Do you have a personal retirement plan or exit strategy? 

In a past Pulse column, Inman asked its readers for their take on their own personal retirement plan or exit strategy.

Although the answers to this very open-ended question varied dramatically in length, detail, and of course, strategy, it was intriguing to see the various thought processes of real estate agents and their unique attempts to solve the retirement equation.

After reading each response, I could not help but let my financial planning brain start running with each scenario.

To that end, I decided to put pen to paper and lay out a brief SWOT analysis (strengths, weaknesses, opportunities, threats) for a handful of the responses based on the admittedly limited information provided.

(Full disclosure: I am making huge assumptions in this process, and none of these responses should be considered financial advice to the individual responder.) 

The full details of your financial situation are required before true financial planning can be completed.

Let’s dive in.

Scenario 1: ‘Pension and Social Security from previous employment’


The standout here is definitely guaranteed income. 

Although most Americans, including self-employed small business owners, pay into and receive a benefit from Social Security, having an additional monthly income stream from a pension in retirement has become a rare advantage few can tout.


While the guaranteed income from prior employment is a great asset, this response is worded in a manner that leads me to believe they stopped saving for retirement when they left their past occupation.

An easy mistake to make when you do not have a built-in retirement plan for your new real estate business.

Depending on how long they worked at the prior job, it could be a fairly small income in retirement and leave their income level well below their current standard of living as Realtors.


As a small business owner, this real estate agent has the ability to save toward their retirement and build assets outside of their guaranteed income.

This would allow them to diversify their income and also add a component of flexibility by saving in an account that allows them to take withdrawals on demand instead of at a fixed rate.

A SEP IRA or Solo 401k plan could be a good fit depending on the specifics of their situation.


The greatest threat to guaranteed income is inflation. 

Let’s look at an example and assume the guaranteed income does not have any Cost-of-Living Adjustment for inflation built-in.

If this individual were to have $5,000 a month of guaranteed income coming in at retirement, and we entered an extremely high rate of inflation of 7.2 percent per year, after 10 years the same $5,000 a month benefit would only have the economic value of $2,500 a month — half of what they started retirement with.

Scenario 2:Buy an income property, one a year for 10 years. Cash flow breaks even at first but as the years go on, Wow! We have taken cash out, and positive cash flow has allowed me to stay active in listing and selling by choice’


The fact that your current cash flow allows you the ability to purchase an additional income property each year is a huge indicator of success in your real estate business.

Congrats on your success!

Additionally, you have a hidden benefit here beyond purchasing the income properties: living well within your means.

By committing to purchasing an additional investment property each year for 10 years, you have adjusted your lifestyle to a level well within your income in order to achieve this goal.


Overconcentration risk is rearing its ugly head in this scenario.

·····

— Set problem A —
Translate this sentence from the article on real estate agents' retirement plans into Spanish: "The greatest threat to guaranteed income is inflation."
— Set problem B —
Continue the article on real estate agents' retirement plans, starting after its final sentence.
The records that come after this article were taken from a separate source.

·····

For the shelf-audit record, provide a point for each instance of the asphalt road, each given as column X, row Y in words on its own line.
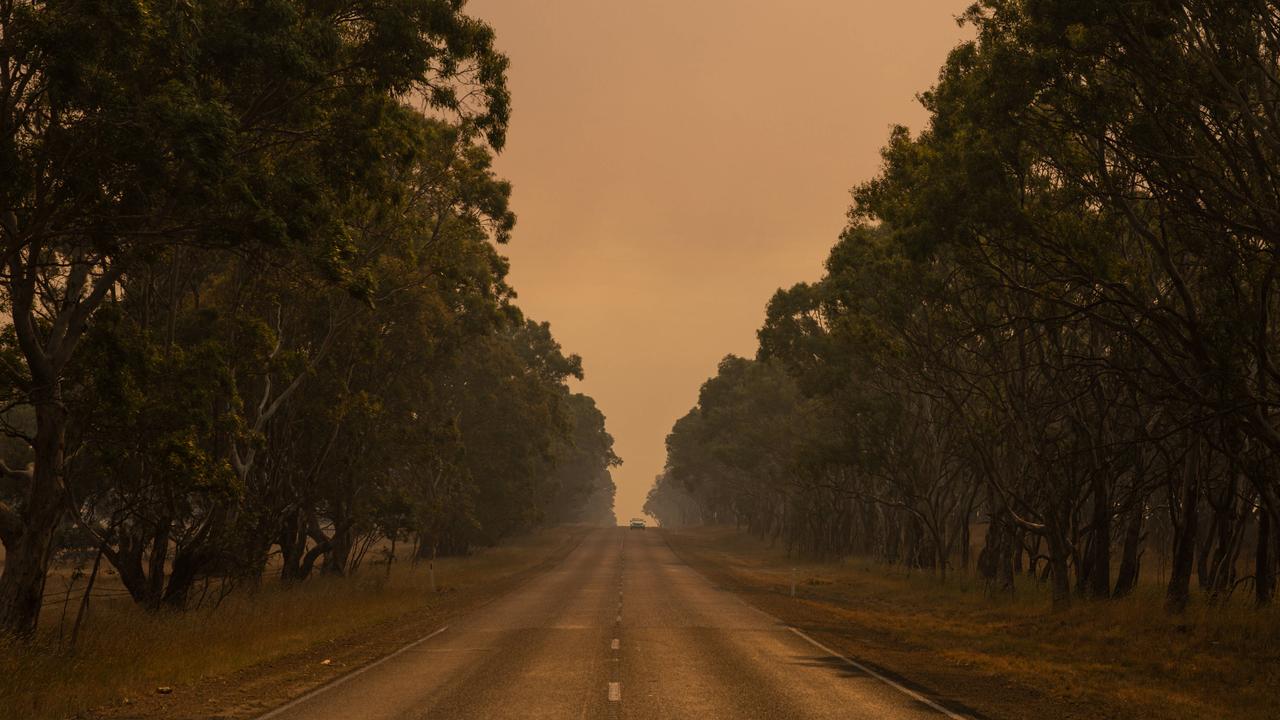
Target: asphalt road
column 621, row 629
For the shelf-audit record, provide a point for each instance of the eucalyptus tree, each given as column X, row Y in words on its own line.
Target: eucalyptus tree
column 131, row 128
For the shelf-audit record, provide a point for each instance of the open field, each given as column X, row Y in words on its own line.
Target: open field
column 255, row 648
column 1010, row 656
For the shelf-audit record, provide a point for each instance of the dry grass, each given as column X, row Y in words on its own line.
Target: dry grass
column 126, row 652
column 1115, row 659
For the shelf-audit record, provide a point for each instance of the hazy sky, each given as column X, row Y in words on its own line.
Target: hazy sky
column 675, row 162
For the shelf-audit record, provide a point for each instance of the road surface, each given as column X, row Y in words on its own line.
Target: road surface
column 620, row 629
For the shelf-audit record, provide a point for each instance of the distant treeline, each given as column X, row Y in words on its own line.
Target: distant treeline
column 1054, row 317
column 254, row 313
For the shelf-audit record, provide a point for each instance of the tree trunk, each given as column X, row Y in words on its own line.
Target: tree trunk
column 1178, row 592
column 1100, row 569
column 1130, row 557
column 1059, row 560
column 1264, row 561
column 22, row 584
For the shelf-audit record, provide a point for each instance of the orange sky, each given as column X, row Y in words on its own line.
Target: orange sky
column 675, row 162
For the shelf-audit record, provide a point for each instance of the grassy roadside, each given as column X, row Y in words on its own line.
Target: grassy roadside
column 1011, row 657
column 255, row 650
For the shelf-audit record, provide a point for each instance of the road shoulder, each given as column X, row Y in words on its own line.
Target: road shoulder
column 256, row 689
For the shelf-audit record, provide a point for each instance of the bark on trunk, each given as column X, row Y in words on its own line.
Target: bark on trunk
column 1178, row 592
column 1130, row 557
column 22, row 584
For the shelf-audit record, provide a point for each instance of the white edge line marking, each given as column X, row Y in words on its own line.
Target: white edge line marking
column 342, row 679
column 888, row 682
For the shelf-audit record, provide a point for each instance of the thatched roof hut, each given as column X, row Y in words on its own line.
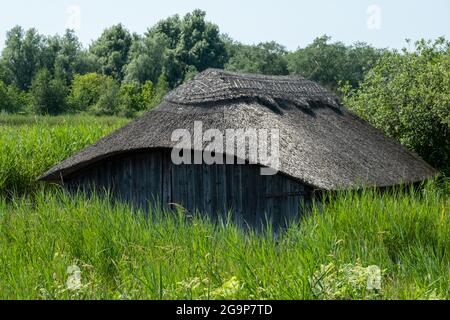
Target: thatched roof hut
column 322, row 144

·····

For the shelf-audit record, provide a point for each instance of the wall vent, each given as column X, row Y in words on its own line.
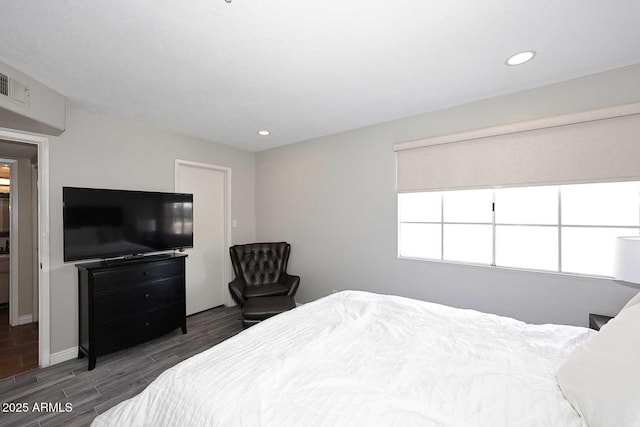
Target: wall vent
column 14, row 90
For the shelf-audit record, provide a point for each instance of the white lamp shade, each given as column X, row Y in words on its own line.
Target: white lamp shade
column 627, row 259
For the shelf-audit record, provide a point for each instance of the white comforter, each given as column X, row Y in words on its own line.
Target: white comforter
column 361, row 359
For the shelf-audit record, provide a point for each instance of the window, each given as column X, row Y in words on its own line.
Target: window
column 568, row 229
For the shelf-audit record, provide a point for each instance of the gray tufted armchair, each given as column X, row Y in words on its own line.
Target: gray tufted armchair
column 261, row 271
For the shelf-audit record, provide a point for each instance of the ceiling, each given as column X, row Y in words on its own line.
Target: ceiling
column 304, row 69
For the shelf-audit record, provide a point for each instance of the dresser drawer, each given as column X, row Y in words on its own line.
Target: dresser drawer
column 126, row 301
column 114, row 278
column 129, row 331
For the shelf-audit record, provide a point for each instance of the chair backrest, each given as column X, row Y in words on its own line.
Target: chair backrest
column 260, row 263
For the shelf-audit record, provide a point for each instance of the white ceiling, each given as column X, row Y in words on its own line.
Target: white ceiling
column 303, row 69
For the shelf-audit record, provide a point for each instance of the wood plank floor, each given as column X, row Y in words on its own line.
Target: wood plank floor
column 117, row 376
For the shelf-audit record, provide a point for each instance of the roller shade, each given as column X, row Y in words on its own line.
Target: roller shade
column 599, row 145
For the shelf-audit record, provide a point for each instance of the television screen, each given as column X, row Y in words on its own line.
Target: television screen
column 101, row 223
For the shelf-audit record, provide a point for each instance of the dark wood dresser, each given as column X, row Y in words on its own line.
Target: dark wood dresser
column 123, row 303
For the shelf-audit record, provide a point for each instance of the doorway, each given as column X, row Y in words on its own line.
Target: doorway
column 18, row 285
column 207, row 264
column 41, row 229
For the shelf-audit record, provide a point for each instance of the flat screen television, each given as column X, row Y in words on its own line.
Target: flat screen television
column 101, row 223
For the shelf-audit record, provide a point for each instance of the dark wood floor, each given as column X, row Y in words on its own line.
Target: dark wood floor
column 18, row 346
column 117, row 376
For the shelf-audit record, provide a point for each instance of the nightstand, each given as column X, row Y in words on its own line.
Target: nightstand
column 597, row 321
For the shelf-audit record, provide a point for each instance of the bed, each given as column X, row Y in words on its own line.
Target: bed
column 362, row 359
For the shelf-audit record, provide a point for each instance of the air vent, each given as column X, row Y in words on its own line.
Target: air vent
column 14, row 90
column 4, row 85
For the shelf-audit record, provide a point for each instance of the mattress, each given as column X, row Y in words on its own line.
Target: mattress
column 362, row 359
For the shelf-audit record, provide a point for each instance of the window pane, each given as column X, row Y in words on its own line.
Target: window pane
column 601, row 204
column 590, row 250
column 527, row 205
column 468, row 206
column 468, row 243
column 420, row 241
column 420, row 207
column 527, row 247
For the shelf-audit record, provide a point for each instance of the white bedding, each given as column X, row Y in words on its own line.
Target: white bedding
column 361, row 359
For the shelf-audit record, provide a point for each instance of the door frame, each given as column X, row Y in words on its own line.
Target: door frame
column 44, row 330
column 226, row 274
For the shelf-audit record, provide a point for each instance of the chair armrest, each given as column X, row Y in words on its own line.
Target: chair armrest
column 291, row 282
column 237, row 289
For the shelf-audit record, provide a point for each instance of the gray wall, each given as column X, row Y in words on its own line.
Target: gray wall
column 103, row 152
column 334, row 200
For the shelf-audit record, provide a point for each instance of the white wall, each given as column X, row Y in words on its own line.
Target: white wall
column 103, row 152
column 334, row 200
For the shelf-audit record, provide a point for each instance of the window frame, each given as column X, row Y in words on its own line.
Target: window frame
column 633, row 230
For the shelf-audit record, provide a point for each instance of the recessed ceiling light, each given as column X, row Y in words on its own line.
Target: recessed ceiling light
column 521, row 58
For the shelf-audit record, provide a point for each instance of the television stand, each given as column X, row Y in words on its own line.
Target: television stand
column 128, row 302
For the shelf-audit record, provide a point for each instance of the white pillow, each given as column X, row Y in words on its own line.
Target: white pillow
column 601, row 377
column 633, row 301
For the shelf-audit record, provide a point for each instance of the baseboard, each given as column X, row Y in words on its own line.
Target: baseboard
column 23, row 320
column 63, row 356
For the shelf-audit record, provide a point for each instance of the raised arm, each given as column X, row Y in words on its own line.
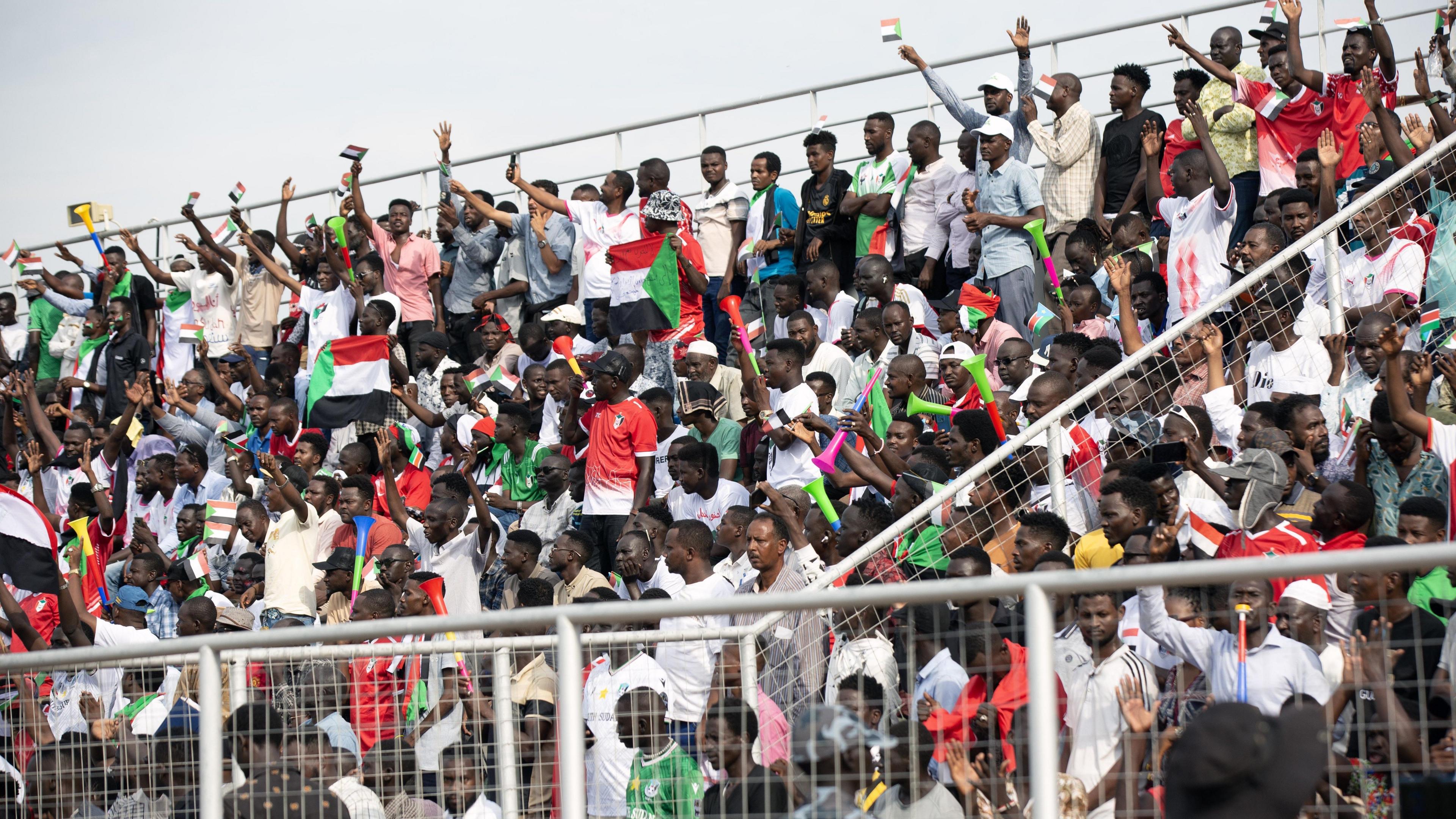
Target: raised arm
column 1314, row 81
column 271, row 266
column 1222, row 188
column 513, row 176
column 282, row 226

·····

— Task result A —
La mayor amenaza para los ingresos garantizados es la inflación.

— Task result B —
While I love the tenacity required to add an additional income property annually, this gameplan leaves you extremely exposed to real estate as an asset class.

For the same reasons it makes sense for corporate employees to diversify out of their company’s stock options, it makes sense for realtors to build a net worth outside of real estate.


Depending on where you are in your 10 income-producing properties in 10 years journey, you have the ability to diversify out of a portion of your real estate holdings and into other investment types.

Because taxes will need to be considered greatly in the decision, consider pairing the sale of an appreciated property with a large Solo 401k or other retirement account contribution in the same tax year as the sale.

This can help offset the tax liability of diversifying your net worth.

Be sure to loop in your financial planner and tax advisor if considering a move like this.


A downturn in the real estate market is the biggest threat to this scenario.

With both earned income and investment income dependent upon real estate, this responder becomes very vulnerable in a down market cycle for real estate.

Scenario 3: “Possibly retire at 75” 


I sense some sarcasm in this response? Or maybe just downright discouragement?

Again, we are working with extremely limited information, but the biggest strength of each of these scenarios is the fact that you are a small business owner. 

As a Realtor, you have a massive upside for your income potential.

By default, you have the express ability to deploy that income in a manner that sets you up for future financial success.


Once again, I am connecting the dots here, but the weakness I am seeing expressed in this response is the agent has found themselves later in life with little to no retirement savings or net worth to show for it.

I won’t sugarcoat it; compound interest is a real thing and planning for your retirement is a much lighter lift the earlier you begin saving in life.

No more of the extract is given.